• [What the task requires]
Omit every picture and output the rest of the records exactly as they are.

• [Raw data]
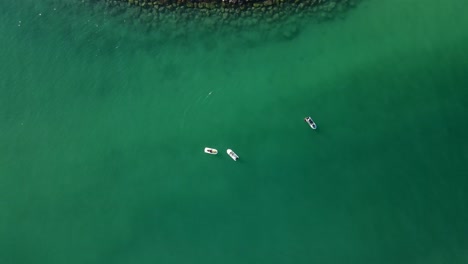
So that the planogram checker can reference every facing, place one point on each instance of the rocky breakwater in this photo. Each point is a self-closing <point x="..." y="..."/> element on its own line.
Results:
<point x="273" y="18"/>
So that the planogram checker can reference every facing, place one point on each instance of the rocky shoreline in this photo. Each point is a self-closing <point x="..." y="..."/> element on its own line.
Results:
<point x="246" y="21"/>
<point x="211" y="13"/>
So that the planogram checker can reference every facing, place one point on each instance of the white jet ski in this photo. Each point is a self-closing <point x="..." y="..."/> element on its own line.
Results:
<point x="211" y="151"/>
<point x="232" y="154"/>
<point x="310" y="122"/>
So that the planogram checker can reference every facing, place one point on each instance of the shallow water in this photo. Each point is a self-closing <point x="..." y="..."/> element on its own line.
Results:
<point x="102" y="131"/>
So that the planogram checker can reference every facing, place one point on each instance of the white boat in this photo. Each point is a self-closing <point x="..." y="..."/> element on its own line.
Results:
<point x="232" y="154"/>
<point x="310" y="122"/>
<point x="211" y="151"/>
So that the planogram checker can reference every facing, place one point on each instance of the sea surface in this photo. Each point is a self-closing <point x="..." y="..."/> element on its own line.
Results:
<point x="102" y="131"/>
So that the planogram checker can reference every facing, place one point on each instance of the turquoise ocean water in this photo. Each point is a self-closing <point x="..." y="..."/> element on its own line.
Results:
<point x="102" y="131"/>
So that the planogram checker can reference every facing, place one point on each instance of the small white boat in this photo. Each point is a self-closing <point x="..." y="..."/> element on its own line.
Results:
<point x="310" y="122"/>
<point x="211" y="151"/>
<point x="232" y="154"/>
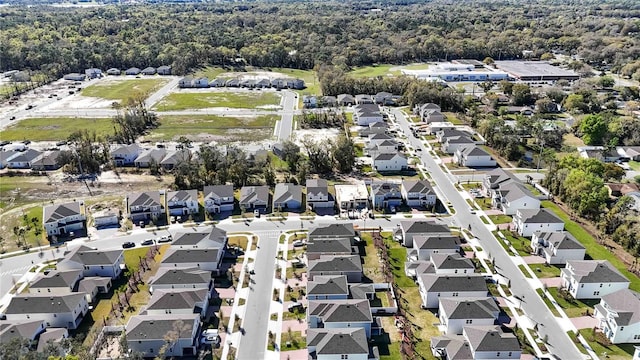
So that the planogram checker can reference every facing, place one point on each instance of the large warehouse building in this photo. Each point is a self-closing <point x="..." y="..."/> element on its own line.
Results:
<point x="535" y="71"/>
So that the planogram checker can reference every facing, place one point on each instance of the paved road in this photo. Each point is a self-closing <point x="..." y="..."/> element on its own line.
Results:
<point x="256" y="320"/>
<point x="559" y="342"/>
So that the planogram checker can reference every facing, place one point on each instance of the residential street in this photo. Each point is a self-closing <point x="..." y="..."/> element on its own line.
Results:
<point x="559" y="342"/>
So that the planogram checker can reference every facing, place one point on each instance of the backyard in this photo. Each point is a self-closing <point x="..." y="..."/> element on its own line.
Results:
<point x="210" y="99"/>
<point x="123" y="89"/>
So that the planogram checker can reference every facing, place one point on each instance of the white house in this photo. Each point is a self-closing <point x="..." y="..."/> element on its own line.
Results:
<point x="433" y="287"/>
<point x="336" y="344"/>
<point x="340" y="314"/>
<point x="526" y="222"/>
<point x="106" y="263"/>
<point x="146" y="334"/>
<point x="318" y="195"/>
<point x="62" y="219"/>
<point x="62" y="311"/>
<point x="390" y="162"/>
<point x="218" y="198"/>
<point x="182" y="202"/>
<point x="557" y="247"/>
<point x="618" y="316"/>
<point x="456" y="313"/>
<point x="417" y="193"/>
<point x="592" y="279"/>
<point x="473" y="156"/>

• [Complete response]
So that the planogram checker can reference every facing, place one point on each instance of the rocky breakwater in this photo. Each point is a self-closing <point x="..." y="..."/> element on its own line.
Results:
<point x="273" y="18"/>
So that the planogram checker can reference every facing, place one point on each instance of the rocky shoreline in this photo. Each point is a self-closing <point x="..." y="..."/> element on its own line.
Results:
<point x="246" y="21"/>
<point x="211" y="13"/>
So that the planogram checker can reference every facing, place one point on each instance of the white jet ski in this photo. Each point is a self-closing <point x="..." y="..."/> element on its own line.
Results:
<point x="211" y="151"/>
<point x="232" y="154"/>
<point x="310" y="122"/>
So that the planogram checker can reference every facing, place one point on each instance of the shallow water in this photo. Each point is a self-closing <point x="..." y="..."/> element on its own line.
Results:
<point x="102" y="131"/>
So that the planogram checker can reference every facing, place one point on each instance of the white boat in this photo. Each point is a self-closing <point x="..." y="..."/> element on its own line.
Results:
<point x="232" y="154"/>
<point x="310" y="122"/>
<point x="211" y="151"/>
So that the planogram checker can reference every facing, place one point on each instance of the sea surface in this photo. Each point is a self-closing <point x="..." y="..."/> element on its own line.
Results:
<point x="102" y="131"/>
So that the planogram checker can reference every facing, place one point on each instance of the turquoise ocean water in this photo. Each point is a self-closing <point x="..." y="..."/> element on its own line.
Results:
<point x="102" y="131"/>
So that the planogram checker can reference every facing, place one point on each instance of the small white boat in this photo. Each point is a self-closing <point x="..." y="..."/> element on its own line.
Results:
<point x="310" y="122"/>
<point x="211" y="151"/>
<point x="232" y="154"/>
So that the planogram checker can reference every facing, place one point on each instance of the large warehouse building in this photo. Each point is a self-closing <point x="..." y="..."/> element on its own line.
Results:
<point x="535" y="71"/>
So that the planogram checker can reference every facing, place one point on each instance of the paved road in this photo. Each point is a self-closing <point x="..." y="..."/> element on its own line.
Results:
<point x="256" y="320"/>
<point x="559" y="342"/>
So that the planogram checker can reference every facing, place one point on each instance of the residential street in this photo. Each point is a self-closing <point x="..." y="..."/> element on its own line.
Results:
<point x="559" y="342"/>
So that the planogram checker can reference every facing, place one point on each instance of the backyard in this photo. Each point is a self-closing <point x="..." y="..."/> element on its own line.
Results:
<point x="210" y="99"/>
<point x="123" y="89"/>
So that the planogram checker can reference every facing, place one point on each instance of the white house in this photo. Each point is a self-closing <point x="..." y="..."/> element on its own line.
Results:
<point x="433" y="287"/>
<point x="336" y="344"/>
<point x="340" y="314"/>
<point x="526" y="222"/>
<point x="106" y="263"/>
<point x="146" y="334"/>
<point x="318" y="195"/>
<point x="62" y="219"/>
<point x="62" y="311"/>
<point x="390" y="162"/>
<point x="218" y="198"/>
<point x="182" y="202"/>
<point x="557" y="247"/>
<point x="618" y="316"/>
<point x="456" y="313"/>
<point x="417" y="193"/>
<point x="592" y="279"/>
<point x="473" y="156"/>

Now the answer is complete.